**Your instructions:** Rewrite every line of the data below as a numbered list, omitting any blank lines.

(Shape-labeling data)

══════════════════════════════

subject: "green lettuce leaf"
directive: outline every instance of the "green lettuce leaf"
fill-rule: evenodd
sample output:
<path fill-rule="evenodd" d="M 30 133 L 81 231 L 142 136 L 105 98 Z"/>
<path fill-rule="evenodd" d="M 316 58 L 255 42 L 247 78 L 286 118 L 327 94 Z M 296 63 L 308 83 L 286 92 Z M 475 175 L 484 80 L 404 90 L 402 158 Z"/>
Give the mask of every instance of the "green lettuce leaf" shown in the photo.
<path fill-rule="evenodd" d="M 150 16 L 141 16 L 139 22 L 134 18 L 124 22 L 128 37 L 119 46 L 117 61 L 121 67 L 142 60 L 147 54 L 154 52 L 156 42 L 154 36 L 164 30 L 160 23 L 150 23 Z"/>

══════════════════════════════

**Result below:**
1. subject: "green lettuce leaf"
2. directive: outline every instance of the "green lettuce leaf"
3. fill-rule: evenodd
4. sample output:
5. <path fill-rule="evenodd" d="M 30 133 L 81 231 L 142 136 L 105 98 Z"/>
6. <path fill-rule="evenodd" d="M 316 58 L 255 42 L 247 78 L 286 118 L 327 94 Z M 296 63 L 308 83 L 286 92 Z M 475 175 L 484 80 L 404 90 L 402 158 Z"/>
7. Give the mask of every instance of the "green lettuce leaf" shown in the photo.
8. <path fill-rule="evenodd" d="M 150 16 L 141 16 L 139 22 L 134 18 L 124 22 L 128 37 L 119 46 L 117 61 L 121 67 L 142 60 L 147 54 L 154 52 L 156 42 L 154 36 L 164 30 L 160 23 L 150 23 Z"/>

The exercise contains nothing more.